## Work to do:
Can you copy out every one of the entries below word for word, changing nothing?

▬▬▬

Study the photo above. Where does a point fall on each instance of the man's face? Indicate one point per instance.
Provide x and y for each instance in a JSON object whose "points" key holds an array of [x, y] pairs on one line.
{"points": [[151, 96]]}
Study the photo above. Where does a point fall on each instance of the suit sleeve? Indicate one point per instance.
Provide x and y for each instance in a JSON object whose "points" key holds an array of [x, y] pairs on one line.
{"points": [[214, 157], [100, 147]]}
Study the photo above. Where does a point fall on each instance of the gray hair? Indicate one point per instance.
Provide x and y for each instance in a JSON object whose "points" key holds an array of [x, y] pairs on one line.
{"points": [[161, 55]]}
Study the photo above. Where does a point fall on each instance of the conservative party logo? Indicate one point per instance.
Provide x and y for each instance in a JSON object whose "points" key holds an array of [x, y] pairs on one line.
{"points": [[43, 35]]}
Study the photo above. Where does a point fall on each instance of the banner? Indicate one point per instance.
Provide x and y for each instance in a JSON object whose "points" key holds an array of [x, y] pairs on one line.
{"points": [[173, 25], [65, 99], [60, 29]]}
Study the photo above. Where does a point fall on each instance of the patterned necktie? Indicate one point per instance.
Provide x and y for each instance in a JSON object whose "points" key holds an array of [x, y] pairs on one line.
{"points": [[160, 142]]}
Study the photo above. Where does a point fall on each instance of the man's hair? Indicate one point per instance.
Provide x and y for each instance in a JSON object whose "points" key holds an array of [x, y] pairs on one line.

▬▬▬

## Reply to the task:
Study the photo above. Where does a point fall on each instance of the man's face? Indicate one point per instance.
Provide x and y for each instance in a JSON object whose "points" key holds an array of [x, y] pairs on one line.
{"points": [[151, 96]]}
Study the photo above. Where does a point fall on each instance of the suit sleeve? Indicate one point per instance.
Provide x and y for each instance in a JSON object whose "points" key holds an array of [x, y] pairs on one line.
{"points": [[214, 157], [100, 147]]}
Study the photo above. Where does a point fall on each instance of the gray hair? Indicate one point per instance.
Provide x and y for each instance in a JSON object whose "points" key holds an array of [x, y] pairs on one line.
{"points": [[161, 55]]}
Study the photo above. Where does a point fall on each instance of the conservative party logo? Indicate one point per instance.
Provide x and y for each instance in a JSON object whose "points" key holds an array of [x, y] pairs on one line.
{"points": [[43, 35]]}
Study the photo above. Where does a point fall on each instance of the banner? Indicate one point per instance.
Provide x and y for each instance in a JSON object whose "points" key holds an array of [x, y] pairs on one line.
{"points": [[173, 25], [65, 99], [60, 29]]}
Study the photo above. Where does a point fall on each instance of the patterned necktie? Indicate one point per instance.
Provide x and y for each instance in a JSON object whose "points" key holds an array of [x, y] pairs on one line.
{"points": [[160, 142]]}
Study the photo above. Where does a point fall on each instance of the man's hair? Indicate one point per instance.
Provide x and y for each instance in a JSON object whose "points" key holds an array of [x, y] pairs on one line.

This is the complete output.